## DIRECTIONS FOR THIS TASK
Quote, word for word, the line containing "Target: bungalow" and all lines that follow it to the end of the records, with no pictures.

──────── SUPPLIED MATERIAL ────────

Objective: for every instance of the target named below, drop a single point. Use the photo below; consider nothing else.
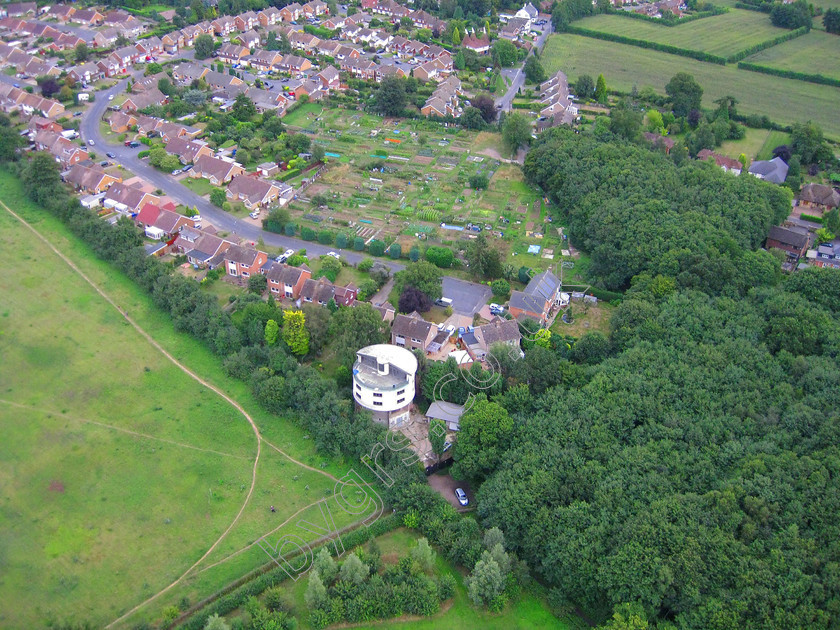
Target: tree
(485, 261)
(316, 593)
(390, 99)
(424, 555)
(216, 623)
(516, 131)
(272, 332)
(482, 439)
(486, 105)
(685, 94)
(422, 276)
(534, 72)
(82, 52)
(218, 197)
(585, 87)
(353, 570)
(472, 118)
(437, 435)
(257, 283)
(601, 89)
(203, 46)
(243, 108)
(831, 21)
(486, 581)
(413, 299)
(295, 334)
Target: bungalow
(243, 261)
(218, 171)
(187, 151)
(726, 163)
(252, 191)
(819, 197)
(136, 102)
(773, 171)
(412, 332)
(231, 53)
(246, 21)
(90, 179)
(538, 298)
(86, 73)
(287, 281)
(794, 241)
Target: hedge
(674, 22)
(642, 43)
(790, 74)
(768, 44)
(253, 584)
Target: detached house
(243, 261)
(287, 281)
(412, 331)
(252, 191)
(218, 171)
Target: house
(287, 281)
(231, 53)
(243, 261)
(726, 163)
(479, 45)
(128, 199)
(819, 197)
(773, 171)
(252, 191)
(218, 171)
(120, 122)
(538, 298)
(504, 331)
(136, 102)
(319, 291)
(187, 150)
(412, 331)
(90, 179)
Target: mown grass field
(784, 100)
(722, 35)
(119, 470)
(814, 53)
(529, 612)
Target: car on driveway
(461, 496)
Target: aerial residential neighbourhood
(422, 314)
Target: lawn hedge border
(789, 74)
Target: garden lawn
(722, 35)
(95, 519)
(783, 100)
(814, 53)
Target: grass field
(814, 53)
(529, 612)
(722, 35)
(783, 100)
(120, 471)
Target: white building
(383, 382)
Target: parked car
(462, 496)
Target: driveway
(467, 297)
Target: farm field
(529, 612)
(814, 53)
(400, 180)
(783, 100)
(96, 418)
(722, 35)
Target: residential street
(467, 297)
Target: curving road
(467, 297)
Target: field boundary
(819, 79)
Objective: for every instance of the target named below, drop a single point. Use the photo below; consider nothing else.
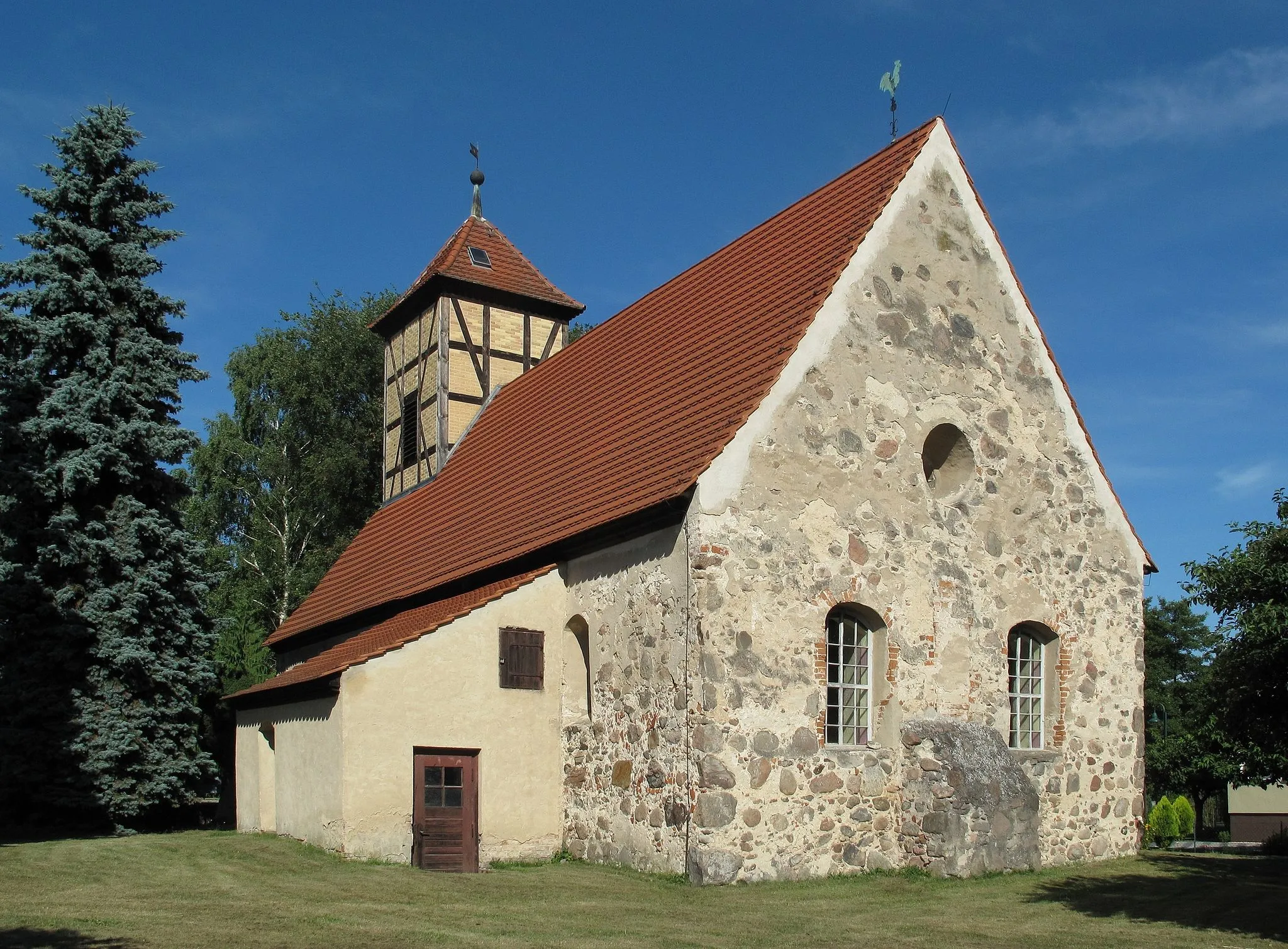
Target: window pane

────────

## SOLUTION TO THIS EXERCISE
Target: bungalow
(243, 261)
(218, 171)
(187, 151)
(726, 163)
(252, 191)
(819, 197)
(136, 102)
(773, 171)
(412, 332)
(231, 53)
(246, 21)
(90, 179)
(538, 298)
(86, 73)
(287, 281)
(794, 241)
Target: hedge
(674, 22)
(642, 43)
(790, 74)
(768, 44)
(253, 584)
Target: detached house
(243, 261)
(287, 281)
(412, 331)
(252, 191)
(218, 171)
Target: house
(287, 281)
(231, 53)
(243, 261)
(726, 163)
(479, 45)
(128, 199)
(819, 197)
(773, 171)
(252, 191)
(218, 171)
(120, 122)
(538, 298)
(504, 331)
(136, 102)
(319, 291)
(187, 150)
(412, 331)
(90, 179)
Target: mown grass field
(784, 100)
(722, 35)
(119, 470)
(814, 53)
(529, 612)
Target: car on driveway
(461, 496)
Target: aerial residential neighbourhood
(422, 314)
Target: lawn hedge border
(789, 74)
Target: garden lawn
(722, 35)
(95, 519)
(783, 100)
(814, 53)
Target: grass field
(814, 53)
(529, 612)
(722, 35)
(783, 100)
(120, 471)
Target: white building
(383, 382)
Target: parked car
(462, 496)
Target: driveway
(467, 297)
Target: farm field
(529, 612)
(814, 53)
(400, 180)
(783, 100)
(96, 418)
(722, 35)
Target: residential street
(467, 297)
Target: curving road
(467, 297)
Target: field boundary
(819, 79)
Objective: for every instance of the target named below, drop a single point. Use the photo below; consider nothing else.
Target: window pane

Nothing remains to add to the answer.